--- Source material Enclosed Below ---

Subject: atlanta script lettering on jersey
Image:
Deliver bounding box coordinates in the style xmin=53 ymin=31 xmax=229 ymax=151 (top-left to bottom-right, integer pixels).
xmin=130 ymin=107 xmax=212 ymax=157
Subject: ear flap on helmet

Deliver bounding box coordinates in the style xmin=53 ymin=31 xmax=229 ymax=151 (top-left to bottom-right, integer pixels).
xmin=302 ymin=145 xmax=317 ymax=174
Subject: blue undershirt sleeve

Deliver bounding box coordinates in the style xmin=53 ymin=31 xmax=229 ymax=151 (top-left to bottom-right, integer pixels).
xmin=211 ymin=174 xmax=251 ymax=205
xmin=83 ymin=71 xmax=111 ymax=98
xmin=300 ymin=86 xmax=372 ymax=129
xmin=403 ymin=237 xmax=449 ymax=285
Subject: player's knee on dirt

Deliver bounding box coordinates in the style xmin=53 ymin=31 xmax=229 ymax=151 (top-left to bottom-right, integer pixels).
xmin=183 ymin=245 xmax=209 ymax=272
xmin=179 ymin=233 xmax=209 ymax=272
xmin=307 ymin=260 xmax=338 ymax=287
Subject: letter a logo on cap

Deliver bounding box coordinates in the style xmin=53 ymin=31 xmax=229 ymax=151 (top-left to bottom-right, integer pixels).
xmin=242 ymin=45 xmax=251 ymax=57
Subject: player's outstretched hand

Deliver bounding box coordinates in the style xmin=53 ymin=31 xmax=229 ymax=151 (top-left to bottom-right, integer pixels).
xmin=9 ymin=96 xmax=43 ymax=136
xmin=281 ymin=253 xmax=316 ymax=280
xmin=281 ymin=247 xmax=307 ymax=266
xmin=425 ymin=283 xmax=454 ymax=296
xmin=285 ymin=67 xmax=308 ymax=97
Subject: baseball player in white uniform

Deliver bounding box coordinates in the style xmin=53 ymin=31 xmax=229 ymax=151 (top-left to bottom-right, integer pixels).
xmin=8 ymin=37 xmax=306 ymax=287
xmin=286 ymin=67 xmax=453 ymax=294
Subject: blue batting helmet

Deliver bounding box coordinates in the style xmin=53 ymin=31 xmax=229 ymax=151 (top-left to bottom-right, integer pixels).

--- End of Enclosed Source material ---

What is required -
Each record should come back exactly as written.

Answer to the exercise -
Subject: atlanta script lettering on jersey
Image:
Deliver bounding box coordinates in the style xmin=53 ymin=31 xmax=229 ymax=151 (top-left to bottom-right, integer pixels).
xmin=130 ymin=107 xmax=212 ymax=157
Subject: ear flap on helmet

Deliver bounding box coordinates in the style xmin=53 ymin=31 xmax=229 ymax=151 (top-left to bottom-right, integer pixels).
xmin=302 ymin=145 xmax=317 ymax=174
Subject: blue undershirt sleeve

Deliver bounding box coordinates in the style xmin=53 ymin=31 xmax=229 ymax=151 (top-left to bottom-right, integer pixels).
xmin=211 ymin=174 xmax=251 ymax=205
xmin=83 ymin=71 xmax=111 ymax=98
xmin=300 ymin=86 xmax=372 ymax=129
xmin=403 ymin=237 xmax=449 ymax=285
Subject: player's knee on dirt

Deliver bounding box coordinates in the style xmin=53 ymin=31 xmax=229 ymax=151 (top-left to bottom-right, integer pixels).
xmin=183 ymin=245 xmax=209 ymax=272
xmin=179 ymin=233 xmax=209 ymax=272
xmin=307 ymin=260 xmax=338 ymax=287
Subject: letter a logo on cap

Deliver bounding box coordinates in the style xmin=53 ymin=31 xmax=229 ymax=151 (top-left to bottom-right, integer pixels).
xmin=242 ymin=45 xmax=251 ymax=57
Subject: player's outstretched hand

Deliver bounding box coordinates in the style xmin=53 ymin=31 xmax=229 ymax=151 (top-left to bottom-right, integer pixels).
xmin=9 ymin=96 xmax=43 ymax=136
xmin=281 ymin=253 xmax=316 ymax=280
xmin=281 ymin=247 xmax=307 ymax=266
xmin=425 ymin=283 xmax=454 ymax=296
xmin=285 ymin=67 xmax=308 ymax=97
Subject: baseball player in white uniform

Deliver bounding box coordinates in the style xmin=53 ymin=31 xmax=229 ymax=151 (top-left to bottom-right, integer pixels).
xmin=8 ymin=37 xmax=306 ymax=287
xmin=286 ymin=67 xmax=453 ymax=294
Subject: blue batting helmet

Deliver bounding box coordinates in the style xmin=53 ymin=31 xmax=229 ymax=151 (top-left to bottom-right, integer pixels).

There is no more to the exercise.